## WHAT TO WORK ON
In the article below on charities and tax avoidance, what was the amount of the penalty the Federal Court awarded in February 2015?

## SELECTED EXCERPT

--- START ---

Are charities a vehicle for tax avoidance?

A recent decision of the Federal Court has highlighted that although using charities in Australia for tax avoidance purposes is not common, it can happen.

In February 2015, the Federal Court awarded the highest monetary penalty ever handed down against a taxpayer. The amount was $1.5 million. The court awarded civil penalties to the Australian Taxation Office (ATO) against Stephen Arnold, Leaf Capital and Donors Without Borders because they attempted to exploit the tax system by generating deductions for gifts to overseas charities to which their clients were not entitled.

In essence the arrangements, which dated back to 2009 and 2010, were that donors would enter into an agreement under which they paid 7.5% of the cost of certain drugs to be used in the treatment of HIV/AIDS in Africa.

These drugs were held in a warehouse in the UK. The balance of the purchase price of 92.5% was not payable until 50 years later. This meant that an initial outlay of $150 would technically enable a donor to claim a tax deduction of $2000.

--- END ---

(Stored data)
--- START ---

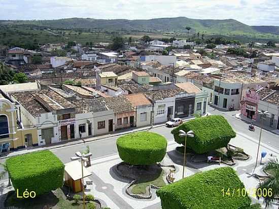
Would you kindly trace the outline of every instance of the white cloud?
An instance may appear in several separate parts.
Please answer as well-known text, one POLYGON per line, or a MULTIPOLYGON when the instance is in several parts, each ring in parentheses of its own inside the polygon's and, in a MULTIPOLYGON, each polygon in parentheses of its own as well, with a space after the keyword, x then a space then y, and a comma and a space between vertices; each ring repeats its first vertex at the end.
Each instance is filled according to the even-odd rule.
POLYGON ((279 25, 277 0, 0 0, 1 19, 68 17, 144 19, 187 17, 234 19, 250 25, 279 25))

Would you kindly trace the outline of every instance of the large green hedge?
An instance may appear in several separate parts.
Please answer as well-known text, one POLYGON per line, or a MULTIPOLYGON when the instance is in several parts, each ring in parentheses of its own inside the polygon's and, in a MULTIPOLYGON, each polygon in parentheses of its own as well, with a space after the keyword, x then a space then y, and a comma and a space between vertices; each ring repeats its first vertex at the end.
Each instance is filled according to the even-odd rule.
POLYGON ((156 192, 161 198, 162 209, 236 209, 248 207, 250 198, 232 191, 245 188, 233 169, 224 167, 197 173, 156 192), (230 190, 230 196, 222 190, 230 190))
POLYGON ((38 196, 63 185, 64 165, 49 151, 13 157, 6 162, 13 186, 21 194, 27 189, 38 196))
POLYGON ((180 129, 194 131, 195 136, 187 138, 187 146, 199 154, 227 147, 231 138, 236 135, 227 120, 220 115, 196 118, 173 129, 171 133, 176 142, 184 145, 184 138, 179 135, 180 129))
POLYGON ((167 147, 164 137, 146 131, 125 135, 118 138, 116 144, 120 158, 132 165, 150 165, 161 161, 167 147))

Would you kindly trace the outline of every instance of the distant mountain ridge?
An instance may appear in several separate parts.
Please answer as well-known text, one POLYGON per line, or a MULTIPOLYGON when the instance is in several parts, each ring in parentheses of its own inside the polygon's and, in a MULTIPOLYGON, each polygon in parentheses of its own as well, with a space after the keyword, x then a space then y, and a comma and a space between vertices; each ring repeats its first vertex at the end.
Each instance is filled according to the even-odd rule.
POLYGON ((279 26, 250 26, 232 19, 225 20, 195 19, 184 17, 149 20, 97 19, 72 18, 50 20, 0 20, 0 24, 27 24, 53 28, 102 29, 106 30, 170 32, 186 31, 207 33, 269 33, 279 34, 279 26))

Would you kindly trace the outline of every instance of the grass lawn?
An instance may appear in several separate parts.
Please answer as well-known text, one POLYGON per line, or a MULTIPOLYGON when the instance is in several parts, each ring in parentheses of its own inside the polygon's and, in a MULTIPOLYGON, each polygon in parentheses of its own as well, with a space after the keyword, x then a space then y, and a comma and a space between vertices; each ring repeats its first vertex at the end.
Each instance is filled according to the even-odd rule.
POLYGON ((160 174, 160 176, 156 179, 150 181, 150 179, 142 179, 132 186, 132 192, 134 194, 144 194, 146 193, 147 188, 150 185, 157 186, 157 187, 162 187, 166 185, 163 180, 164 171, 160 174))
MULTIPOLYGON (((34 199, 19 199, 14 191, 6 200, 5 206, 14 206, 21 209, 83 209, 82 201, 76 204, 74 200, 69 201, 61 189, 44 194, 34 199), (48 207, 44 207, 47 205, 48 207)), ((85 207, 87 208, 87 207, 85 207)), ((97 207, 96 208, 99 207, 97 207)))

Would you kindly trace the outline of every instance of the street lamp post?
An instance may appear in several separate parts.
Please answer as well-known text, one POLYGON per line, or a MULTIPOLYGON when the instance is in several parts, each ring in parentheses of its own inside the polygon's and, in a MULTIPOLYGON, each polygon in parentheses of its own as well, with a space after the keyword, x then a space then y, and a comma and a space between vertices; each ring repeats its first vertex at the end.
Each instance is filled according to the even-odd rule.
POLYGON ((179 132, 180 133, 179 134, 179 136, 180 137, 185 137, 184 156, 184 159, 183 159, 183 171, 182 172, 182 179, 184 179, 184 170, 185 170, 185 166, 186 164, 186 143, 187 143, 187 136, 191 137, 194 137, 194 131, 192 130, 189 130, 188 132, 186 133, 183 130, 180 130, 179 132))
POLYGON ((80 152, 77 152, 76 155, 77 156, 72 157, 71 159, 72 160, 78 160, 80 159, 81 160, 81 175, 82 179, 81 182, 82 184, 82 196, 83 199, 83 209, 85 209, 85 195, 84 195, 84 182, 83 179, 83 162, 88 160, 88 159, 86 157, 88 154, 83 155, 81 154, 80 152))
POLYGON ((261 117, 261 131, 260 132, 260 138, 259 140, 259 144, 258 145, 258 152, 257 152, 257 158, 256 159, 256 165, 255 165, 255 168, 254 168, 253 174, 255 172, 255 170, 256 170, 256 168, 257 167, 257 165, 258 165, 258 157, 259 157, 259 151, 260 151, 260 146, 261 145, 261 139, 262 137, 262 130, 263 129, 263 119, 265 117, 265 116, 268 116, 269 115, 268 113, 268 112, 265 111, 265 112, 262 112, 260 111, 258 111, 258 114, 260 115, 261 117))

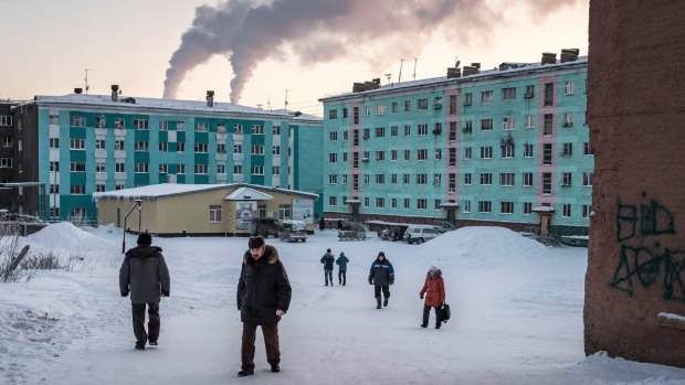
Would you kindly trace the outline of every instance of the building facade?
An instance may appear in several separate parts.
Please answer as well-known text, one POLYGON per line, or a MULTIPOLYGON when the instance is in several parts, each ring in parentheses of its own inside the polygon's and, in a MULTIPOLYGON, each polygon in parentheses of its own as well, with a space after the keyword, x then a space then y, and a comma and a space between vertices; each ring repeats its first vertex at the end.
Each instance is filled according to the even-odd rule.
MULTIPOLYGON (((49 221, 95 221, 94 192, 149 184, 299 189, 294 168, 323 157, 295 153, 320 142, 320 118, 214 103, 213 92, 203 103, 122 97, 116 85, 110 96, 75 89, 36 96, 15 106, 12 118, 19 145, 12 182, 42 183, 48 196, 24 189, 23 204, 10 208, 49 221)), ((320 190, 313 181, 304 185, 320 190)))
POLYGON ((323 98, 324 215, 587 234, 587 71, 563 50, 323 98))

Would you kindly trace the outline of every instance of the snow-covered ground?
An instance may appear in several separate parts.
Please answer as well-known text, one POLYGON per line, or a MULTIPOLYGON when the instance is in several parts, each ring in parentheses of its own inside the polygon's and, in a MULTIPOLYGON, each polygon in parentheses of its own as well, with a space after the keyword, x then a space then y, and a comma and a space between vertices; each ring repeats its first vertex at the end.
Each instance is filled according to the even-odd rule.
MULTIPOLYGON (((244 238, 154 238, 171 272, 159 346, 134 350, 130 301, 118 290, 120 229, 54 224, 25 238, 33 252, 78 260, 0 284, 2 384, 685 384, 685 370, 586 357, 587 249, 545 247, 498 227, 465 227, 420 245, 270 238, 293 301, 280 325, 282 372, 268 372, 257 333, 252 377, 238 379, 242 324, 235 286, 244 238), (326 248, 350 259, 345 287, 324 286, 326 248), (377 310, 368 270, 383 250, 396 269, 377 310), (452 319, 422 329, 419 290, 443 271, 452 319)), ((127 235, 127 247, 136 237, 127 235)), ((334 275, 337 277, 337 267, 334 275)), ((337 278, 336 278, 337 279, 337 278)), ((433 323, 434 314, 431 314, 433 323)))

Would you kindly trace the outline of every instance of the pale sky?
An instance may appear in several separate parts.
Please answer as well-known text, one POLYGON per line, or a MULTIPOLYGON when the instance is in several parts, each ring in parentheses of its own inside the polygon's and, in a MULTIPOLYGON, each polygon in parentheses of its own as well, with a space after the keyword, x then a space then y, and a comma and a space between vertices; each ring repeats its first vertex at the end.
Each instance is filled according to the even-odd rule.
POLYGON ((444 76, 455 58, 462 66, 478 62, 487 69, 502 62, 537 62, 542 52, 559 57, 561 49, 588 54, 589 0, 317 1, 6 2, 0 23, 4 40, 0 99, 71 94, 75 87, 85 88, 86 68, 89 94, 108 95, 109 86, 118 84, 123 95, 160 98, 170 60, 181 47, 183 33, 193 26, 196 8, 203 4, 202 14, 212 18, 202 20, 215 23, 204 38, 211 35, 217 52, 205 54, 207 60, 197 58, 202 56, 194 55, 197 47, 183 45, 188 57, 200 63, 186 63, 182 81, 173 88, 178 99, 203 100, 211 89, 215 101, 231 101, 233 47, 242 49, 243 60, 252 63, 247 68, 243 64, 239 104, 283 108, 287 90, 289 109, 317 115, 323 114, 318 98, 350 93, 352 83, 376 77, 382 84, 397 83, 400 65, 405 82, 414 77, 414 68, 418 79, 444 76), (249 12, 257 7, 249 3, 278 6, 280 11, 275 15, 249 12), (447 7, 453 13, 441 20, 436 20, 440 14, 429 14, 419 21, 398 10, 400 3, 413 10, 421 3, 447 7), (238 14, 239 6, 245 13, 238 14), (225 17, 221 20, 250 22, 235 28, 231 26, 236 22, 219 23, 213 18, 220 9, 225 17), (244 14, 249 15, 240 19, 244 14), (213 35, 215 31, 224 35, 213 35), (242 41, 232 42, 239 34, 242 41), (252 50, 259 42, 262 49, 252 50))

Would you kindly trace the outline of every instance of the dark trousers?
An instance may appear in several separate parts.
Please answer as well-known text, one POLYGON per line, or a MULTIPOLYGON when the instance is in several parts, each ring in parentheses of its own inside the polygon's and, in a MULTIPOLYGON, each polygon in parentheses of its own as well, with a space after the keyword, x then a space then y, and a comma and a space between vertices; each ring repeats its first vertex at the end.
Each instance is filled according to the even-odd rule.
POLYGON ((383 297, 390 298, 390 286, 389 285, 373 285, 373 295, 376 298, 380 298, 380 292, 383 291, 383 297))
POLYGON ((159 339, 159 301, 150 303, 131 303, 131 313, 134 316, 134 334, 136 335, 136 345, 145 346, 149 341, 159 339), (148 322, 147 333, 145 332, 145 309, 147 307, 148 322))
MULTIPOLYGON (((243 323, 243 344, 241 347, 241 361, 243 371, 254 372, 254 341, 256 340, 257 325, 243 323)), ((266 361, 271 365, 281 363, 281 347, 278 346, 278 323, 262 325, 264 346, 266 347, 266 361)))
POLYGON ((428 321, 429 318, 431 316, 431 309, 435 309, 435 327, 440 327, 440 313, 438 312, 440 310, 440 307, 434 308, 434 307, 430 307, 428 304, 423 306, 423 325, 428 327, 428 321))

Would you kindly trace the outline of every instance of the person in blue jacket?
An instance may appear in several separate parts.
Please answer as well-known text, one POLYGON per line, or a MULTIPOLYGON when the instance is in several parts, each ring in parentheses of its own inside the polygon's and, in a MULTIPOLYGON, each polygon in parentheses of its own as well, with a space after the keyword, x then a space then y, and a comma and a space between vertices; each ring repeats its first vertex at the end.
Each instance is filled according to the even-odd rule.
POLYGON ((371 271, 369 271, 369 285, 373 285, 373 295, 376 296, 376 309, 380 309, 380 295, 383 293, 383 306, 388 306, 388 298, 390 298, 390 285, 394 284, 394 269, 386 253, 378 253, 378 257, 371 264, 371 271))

--- END ---

## SOLUTION TO THIS PROBLEM
$1.5 million.